Stored data
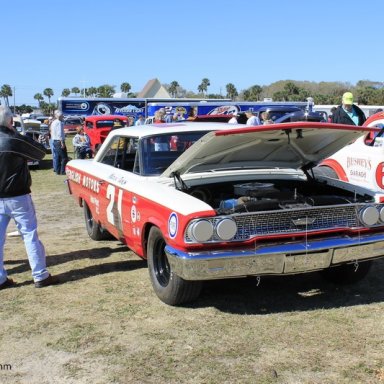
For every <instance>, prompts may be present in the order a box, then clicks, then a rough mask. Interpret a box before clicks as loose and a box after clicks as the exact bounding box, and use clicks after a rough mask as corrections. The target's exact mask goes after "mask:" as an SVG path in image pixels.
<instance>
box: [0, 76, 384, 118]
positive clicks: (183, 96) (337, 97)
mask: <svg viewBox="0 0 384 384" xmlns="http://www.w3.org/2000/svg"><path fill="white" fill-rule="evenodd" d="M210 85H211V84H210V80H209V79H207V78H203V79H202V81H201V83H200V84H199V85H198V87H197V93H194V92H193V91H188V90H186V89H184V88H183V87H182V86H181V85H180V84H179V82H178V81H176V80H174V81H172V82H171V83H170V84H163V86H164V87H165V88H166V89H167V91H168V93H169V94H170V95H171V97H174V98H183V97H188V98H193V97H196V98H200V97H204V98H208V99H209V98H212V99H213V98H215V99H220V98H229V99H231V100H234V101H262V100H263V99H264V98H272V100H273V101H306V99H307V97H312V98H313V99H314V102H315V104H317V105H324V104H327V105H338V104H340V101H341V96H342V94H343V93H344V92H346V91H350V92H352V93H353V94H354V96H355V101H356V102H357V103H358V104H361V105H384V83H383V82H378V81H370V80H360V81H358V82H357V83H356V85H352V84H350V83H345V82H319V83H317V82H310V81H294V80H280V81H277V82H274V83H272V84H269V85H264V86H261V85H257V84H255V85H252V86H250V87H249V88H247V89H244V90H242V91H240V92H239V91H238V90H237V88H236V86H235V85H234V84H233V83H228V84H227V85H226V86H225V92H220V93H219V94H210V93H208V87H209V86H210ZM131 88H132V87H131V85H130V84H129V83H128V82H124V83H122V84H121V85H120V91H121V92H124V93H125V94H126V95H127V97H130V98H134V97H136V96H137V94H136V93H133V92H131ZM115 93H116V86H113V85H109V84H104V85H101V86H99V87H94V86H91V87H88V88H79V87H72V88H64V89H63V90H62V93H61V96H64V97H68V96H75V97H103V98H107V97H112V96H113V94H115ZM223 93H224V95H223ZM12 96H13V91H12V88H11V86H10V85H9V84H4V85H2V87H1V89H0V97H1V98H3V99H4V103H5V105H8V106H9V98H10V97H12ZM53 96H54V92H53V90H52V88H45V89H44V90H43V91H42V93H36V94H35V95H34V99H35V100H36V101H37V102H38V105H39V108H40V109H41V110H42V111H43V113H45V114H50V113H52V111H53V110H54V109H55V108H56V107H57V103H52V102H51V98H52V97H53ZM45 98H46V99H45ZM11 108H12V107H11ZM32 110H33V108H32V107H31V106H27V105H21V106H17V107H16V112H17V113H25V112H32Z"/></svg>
* * *
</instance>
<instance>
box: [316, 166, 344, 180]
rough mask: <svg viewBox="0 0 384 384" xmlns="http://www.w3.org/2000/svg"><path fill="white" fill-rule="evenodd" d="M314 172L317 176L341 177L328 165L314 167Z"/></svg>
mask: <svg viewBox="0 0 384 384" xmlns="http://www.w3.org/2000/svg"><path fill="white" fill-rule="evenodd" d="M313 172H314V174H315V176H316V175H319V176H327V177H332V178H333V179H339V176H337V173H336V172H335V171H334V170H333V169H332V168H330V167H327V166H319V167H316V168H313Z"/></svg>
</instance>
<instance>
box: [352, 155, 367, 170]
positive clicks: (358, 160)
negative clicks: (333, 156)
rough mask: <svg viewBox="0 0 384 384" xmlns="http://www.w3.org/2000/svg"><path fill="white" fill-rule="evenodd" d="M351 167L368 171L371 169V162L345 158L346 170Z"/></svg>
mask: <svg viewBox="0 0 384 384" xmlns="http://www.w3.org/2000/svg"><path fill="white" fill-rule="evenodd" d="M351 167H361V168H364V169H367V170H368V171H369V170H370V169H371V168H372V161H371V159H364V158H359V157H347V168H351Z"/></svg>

_WHAT THE EXERCISE ASKS_.
Beginning at the line above that contains "For every <instance>, prompts", return each line exactly through the line that contains "box: [0, 76, 384, 118]", and no others.

_ANSWER FOR THE TASK_.
For every <instance>, prompts may be present in the order a box, then clicks, then a rough mask. Interpret a box before clicks as loose and a box after clicks as the exact bounding box, and use clicks after a rough mask as corrections. The target's exact mask goes after "mask:" as an SVG path in image pixels.
<instance>
box: [0, 76, 384, 118]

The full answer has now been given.